• OBJETIVO 1: Cuenta cuántas líneas de las filas contienen la cadena "soccer", teniendo en cuenta mayúsculas y minúsculas. Responde solo con el número.

• TEXTO FUENTE:
________________________

En sus clases, al menos las que a mi me dio y al menos en su estado mental de la época, nos hablaba maravillado de los flash circulares. Aunque las cámaras ya enfocaban solas y te recomendaban aperturas de luz, conservaban muchos elementos de artesanía y práctica suficientes como para hacer distinciones de talento en cómo le dabas al dedo, independientemente de lo insustituible, la mirada. Y era todo caro. Mi último y prodigioso flash Nikon me costó cuarenta mil pesetas, que en euros no suena igual de contundente ni de esforzado de conseguir como lo eran cuarenta mil pelas.

Usar el flash circular, que era excelente para macrofotografía y otras aplicaciones comerciales, era extraño para cualquier fotógrafo artístico, y para los fotógrafos noveles que éramos nosotros un elemento verdaderamente desconocido. Un artilugio. Pero al dar un destello muy fuerte en primer plano y condicionar la apertura a ese punto oscureciendo los fondos, dejaba con primerísimos planos escenas completamente desacostumbradas. O que nos maravillaban.

________________________

• DATOS MOSTRADOS:

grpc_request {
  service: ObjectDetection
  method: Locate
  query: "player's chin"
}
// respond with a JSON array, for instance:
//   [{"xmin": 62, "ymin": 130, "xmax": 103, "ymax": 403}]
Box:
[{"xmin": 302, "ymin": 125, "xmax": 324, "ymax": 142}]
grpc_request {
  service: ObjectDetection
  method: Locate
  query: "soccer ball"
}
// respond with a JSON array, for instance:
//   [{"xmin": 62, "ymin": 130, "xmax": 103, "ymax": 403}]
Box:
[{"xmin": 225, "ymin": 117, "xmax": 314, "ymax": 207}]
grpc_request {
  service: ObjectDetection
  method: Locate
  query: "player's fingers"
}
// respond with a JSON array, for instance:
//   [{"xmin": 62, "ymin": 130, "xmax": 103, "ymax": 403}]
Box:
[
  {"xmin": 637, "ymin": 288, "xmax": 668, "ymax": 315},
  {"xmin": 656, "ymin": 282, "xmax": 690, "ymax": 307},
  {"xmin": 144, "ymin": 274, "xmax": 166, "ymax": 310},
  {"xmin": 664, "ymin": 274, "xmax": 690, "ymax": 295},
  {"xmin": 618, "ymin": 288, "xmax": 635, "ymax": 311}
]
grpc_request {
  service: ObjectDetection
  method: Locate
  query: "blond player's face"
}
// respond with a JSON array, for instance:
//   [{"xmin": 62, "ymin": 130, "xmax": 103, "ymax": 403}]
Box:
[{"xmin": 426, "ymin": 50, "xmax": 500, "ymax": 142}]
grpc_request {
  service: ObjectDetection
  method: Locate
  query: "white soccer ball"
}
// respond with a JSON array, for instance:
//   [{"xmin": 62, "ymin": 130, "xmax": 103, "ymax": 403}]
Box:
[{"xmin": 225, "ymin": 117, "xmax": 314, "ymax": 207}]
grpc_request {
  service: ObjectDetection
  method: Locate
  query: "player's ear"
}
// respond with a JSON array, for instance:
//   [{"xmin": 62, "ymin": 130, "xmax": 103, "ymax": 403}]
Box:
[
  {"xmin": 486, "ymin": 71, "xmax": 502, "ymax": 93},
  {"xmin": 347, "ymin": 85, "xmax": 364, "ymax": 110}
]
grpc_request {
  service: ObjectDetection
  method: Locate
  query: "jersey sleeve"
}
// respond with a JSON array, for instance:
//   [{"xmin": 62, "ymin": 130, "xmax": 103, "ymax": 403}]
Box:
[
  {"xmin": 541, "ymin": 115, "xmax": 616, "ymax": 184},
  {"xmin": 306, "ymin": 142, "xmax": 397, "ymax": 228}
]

________________________

• OBJETIVO 2: Transcribe completo y sin cambios el texto sobre el flash circular.

• RESPUESTA DEL EJERCICIO 1: 2

• RESPUESTA DEL EJERCICIO 2:
En sus clases, al menos las que a mi me dio y al menos en su estado mental de la época, nos hablaba maravillado de los flash circulares. Aunque las cámaras ya enfocaban solas y te recomendaban aperturas de luz, conservaban muchos elementos de artesanía y práctica suficientes como para hacer distinciones de talento en cómo le dabas al dedo, independientemente de lo insustituible, la mirada. Y era todo caro. Mi último y prodigioso flash Nikon me costó cuarenta mil pesetas, que en euros no suena igual de contundente ni de esforzado de conseguir como lo eran cuarenta mil pelas.

Usar el flash circular, que era excelente para macrofotografía y otras aplicaciones comerciales, era extraño para cualquier fotógrafo artístico, y para los fotógrafos noveles que éramos nosotros un elemento verdaderamente desconocido. Un artilugio. Pero al dar un destello muy fuerte en primer plano y condicionar la apertura a ese punto oscureciendo los fondos, dejaba con primerísimos planos escenas completamente desacostumbradas. O que nos maravillaban.